Objective: Copy every record below word for word, keeping each line in its original order.

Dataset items
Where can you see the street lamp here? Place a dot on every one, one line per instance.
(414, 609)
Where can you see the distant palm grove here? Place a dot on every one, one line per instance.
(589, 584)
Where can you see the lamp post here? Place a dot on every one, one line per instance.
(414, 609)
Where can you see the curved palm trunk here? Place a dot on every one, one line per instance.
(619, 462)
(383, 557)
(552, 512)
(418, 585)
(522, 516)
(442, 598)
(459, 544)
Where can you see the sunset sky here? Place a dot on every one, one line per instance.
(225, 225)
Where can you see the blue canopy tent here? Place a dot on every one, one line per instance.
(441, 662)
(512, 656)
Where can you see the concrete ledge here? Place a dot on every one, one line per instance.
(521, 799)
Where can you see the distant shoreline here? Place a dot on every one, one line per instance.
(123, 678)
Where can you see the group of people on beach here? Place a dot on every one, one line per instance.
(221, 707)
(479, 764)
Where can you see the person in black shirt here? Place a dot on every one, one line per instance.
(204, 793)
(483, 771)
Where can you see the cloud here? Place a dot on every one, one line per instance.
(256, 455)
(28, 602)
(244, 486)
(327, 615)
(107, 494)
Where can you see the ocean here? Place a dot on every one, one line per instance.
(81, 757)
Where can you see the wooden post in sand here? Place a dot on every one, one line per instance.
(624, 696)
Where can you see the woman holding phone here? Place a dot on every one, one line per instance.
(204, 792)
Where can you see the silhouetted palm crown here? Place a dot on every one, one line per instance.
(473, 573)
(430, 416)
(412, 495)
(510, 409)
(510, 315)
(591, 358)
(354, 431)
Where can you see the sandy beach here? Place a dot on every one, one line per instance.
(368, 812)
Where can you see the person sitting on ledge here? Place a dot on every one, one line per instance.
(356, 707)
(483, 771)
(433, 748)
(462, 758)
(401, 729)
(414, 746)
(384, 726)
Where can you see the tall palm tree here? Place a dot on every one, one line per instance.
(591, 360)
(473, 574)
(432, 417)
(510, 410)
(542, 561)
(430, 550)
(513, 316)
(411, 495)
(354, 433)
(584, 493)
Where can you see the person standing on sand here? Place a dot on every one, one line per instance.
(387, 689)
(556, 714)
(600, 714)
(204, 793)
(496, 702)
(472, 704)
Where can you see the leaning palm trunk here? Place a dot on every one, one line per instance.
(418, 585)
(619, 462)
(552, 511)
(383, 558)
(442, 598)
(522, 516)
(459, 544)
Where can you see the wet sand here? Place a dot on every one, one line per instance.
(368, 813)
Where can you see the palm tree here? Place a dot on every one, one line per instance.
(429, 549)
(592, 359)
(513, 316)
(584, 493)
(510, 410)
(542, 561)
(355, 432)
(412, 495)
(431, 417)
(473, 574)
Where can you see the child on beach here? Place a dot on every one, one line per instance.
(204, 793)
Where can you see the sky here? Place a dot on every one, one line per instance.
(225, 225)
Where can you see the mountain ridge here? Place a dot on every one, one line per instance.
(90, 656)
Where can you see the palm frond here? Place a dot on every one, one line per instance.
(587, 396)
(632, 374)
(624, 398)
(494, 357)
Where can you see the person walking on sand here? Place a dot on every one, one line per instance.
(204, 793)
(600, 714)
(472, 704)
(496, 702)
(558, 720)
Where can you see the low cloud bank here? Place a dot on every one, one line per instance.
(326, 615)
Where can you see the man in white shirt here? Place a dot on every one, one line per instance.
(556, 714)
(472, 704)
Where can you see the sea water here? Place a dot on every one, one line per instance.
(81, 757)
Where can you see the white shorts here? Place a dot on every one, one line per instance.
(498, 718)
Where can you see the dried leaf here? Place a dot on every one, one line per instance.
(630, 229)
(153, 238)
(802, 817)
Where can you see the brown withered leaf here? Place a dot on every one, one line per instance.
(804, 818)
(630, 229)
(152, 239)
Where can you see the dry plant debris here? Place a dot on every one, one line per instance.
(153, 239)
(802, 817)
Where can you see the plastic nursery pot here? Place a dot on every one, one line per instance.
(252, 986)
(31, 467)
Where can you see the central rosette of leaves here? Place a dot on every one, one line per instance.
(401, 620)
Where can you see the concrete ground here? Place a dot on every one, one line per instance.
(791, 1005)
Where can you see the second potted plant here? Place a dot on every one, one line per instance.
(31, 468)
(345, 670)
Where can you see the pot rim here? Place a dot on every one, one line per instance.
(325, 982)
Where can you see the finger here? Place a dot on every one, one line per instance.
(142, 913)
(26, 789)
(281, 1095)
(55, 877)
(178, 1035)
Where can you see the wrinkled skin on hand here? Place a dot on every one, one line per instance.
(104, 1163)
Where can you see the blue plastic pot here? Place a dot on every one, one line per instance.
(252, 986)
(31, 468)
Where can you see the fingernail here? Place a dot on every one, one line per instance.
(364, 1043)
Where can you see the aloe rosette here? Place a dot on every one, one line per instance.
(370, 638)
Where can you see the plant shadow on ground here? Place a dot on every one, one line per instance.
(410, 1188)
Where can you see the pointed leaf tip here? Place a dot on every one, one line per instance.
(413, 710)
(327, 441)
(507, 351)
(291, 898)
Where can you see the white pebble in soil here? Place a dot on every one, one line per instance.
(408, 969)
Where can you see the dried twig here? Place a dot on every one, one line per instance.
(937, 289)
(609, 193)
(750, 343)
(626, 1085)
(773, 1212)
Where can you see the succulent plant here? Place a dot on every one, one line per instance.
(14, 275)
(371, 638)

Response:
Where can you see the street lamp here? Place a dot on every one, one line per instance.
(414, 609)
Where can you see the distant palm grove here? Place a dot on every one, one line per instance.
(589, 584)
Where can you see the lamp post here? Place a dot on every one, one line per instance.
(414, 609)
Where can you see the curved palm trunk here? Place a dot on every one, one line per instance.
(619, 462)
(383, 557)
(552, 512)
(418, 585)
(522, 516)
(442, 598)
(459, 544)
Where can you see the sunset sky here? Place a dot on every one, one line per instance.
(225, 225)
Where can you see the blue canopy tent here? Place a dot on every one, one line per instance.
(441, 662)
(512, 656)
Where can you see the concrete ledge here? Place a dot on every one, one line per instance.
(521, 799)
Where can you see the distant shoreline here? Place a dot on every one, one line per instance.
(123, 678)
Where can you see the group of people on beach here? Place a dot on every one, one line per instance.
(221, 707)
(479, 764)
Where can you see the person in black shirt here? Place a dot on every one, one line per instance.
(204, 793)
(483, 771)
Where can you see the cloud here? Place a dot on every one, one line per instance.
(256, 455)
(28, 602)
(244, 486)
(327, 615)
(107, 494)
Where can you see the ocean here? Place a dot on every one, one line per instance.
(81, 757)
Where can you see the wooden post in sand here? Place a dot on every one, one line per instance.
(624, 696)
Where can you see the woman holding phone here? Place a dot on every one, one line per instance.
(204, 792)
Where can you see the silhouetted palm crown here? Place a dot on every one, one line per instance.
(473, 573)
(430, 416)
(412, 495)
(510, 409)
(510, 315)
(591, 358)
(354, 431)
Where can you see the sandy beach here? Place a dot on every one, one line per instance.
(368, 812)
Where can you see the person sitting on ledge here? Place a dot on every one, one line per instance.
(356, 707)
(483, 771)
(433, 748)
(462, 758)
(401, 729)
(414, 746)
(384, 726)
Where can you see the tall palm tree here? Place a dot on every one, one line per instance.
(591, 360)
(473, 574)
(432, 417)
(510, 410)
(542, 561)
(430, 550)
(513, 316)
(411, 495)
(354, 433)
(584, 493)
Where can you see the person standing on sand here? Place a dot on every one, one line per instance.
(387, 689)
(556, 714)
(600, 714)
(204, 793)
(496, 702)
(472, 704)
Where can you see the leaning palm trunk here? Place a dot on every one, one line per instance.
(418, 585)
(619, 462)
(552, 511)
(383, 558)
(442, 598)
(522, 516)
(459, 544)
Where can you see the wet sand here? Place a dot on every one, one line per instance.
(368, 813)
Where can you see the palm tree here? Place a dot on every one, one line per instance.
(429, 549)
(592, 359)
(513, 316)
(584, 493)
(510, 410)
(542, 561)
(355, 432)
(412, 495)
(431, 417)
(473, 574)
Where can you see the child on beach here? Place a dot on every one, one line per instance.
(204, 793)
Where can you see the sky here? Place a dot on every one, one line per instance.
(225, 225)
Where can you see the mountain ridge here? Place a dot on every one, one line per instance.
(90, 656)
Where can you see the palm frond here? Place a dot on every one, one line per instance.
(587, 396)
(632, 374)
(624, 398)
(494, 357)
Where can you see the person walking on sand here? Place a dot on every one, one line per instance.
(204, 793)
(600, 714)
(472, 704)
(496, 702)
(558, 720)
Where can you see the low cloud bank here? Place a dot on every one, one line per instance.
(326, 615)
Where can you see the man in white shirt here? Place a dot on every one, one line per instance.
(556, 714)
(472, 704)
Where can you see the sea water here? Place a dot on every one, one line per instance.
(81, 757)
Where can you see the white shorts here? Place a dot on every one, one line per instance.
(498, 718)
Where can you see the dried leaf here? Place a dot on every one, one line per instance.
(630, 229)
(153, 238)
(802, 817)
Where can you see the brown withered leaf here? Place a dot on every one, one line per instance.
(804, 818)
(630, 229)
(152, 239)
Where can you see the dry plant debris here? Place a dot on every one, one line per instance.
(153, 239)
(802, 817)
Where can you see the plastic nursery pot here? Place a dot on every one, one line per instance.
(252, 986)
(31, 467)
Where can you see the central rosette of leaves here? Place a dot on every one, one line per instance.
(401, 620)
Where can you see the concrete ground here? Place a dot on every one, one line per instance.
(791, 1005)
Where can you see the second potted plant here? Place a dot on every one, one line per instance.
(31, 468)
(345, 670)
Where can you see the pot rim here? Place a dot on every one, one line per instance.
(325, 982)
Where can you see the finger here? Place a dot on every one, one line per instance.
(142, 913)
(26, 789)
(281, 1095)
(55, 877)
(178, 1035)
Where can you see the wrinkled skin on hand here? Place a dot on every one, one line per instance.
(104, 1163)
Where can you see the blue plastic pot here? Place a dot on every one, one line per instance.
(252, 986)
(31, 468)
Where can you see the fingernail here? Place a dot on every one, one line per instance.
(364, 1043)
Where can you see the aloe rosette here? Place a dot on every one, one line per instance.
(370, 638)
Where can you see the plant shadow on ground here? Place a dot on every one, one line per instance.
(410, 1188)
Where can you see the pointed leaf tip here? Place a dot on every one, one line per instance.
(413, 710)
(327, 441)
(507, 351)
(291, 898)
Where can you see the white pebble in soil here? Place a dot on every one, one line per instance.
(408, 969)
Where can you see the dried twig here? Place a dot on every one, one line per instance.
(937, 289)
(609, 193)
(750, 343)
(626, 1085)
(773, 1212)
Where can you see the succulent plant here? Place a dot on every one, one line per instance.
(14, 275)
(371, 638)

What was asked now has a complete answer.